▶ **Required work**
Retype the lines starting with the one that contains "Annotation task — point out every instance of the mirror" and going on through the one that contains "[(126, 55)]", both included, and nothing else.

Start Rows

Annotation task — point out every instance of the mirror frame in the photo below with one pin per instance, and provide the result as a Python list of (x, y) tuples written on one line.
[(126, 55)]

End Rows
Start Rows

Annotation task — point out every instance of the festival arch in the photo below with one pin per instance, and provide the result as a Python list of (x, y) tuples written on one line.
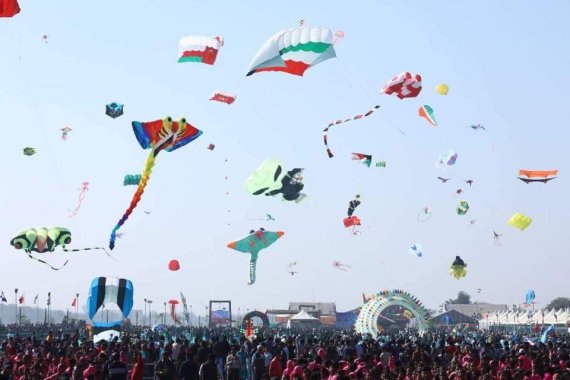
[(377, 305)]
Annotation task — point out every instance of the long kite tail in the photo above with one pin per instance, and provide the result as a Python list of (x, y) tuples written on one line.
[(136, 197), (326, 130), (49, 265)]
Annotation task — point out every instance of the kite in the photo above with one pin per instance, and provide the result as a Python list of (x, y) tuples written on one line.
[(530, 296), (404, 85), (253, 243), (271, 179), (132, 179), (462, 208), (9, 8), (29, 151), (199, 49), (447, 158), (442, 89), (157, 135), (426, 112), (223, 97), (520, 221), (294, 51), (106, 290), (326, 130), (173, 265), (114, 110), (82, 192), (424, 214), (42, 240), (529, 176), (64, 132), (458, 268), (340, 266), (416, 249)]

End Rows

▶ **Exercise answer**
Annotation task — point out every instance of the mirror frame in the photo below with one pin per instance, and provide the result as a Python list of (x, y) tuples written on one line.
[(126, 55)]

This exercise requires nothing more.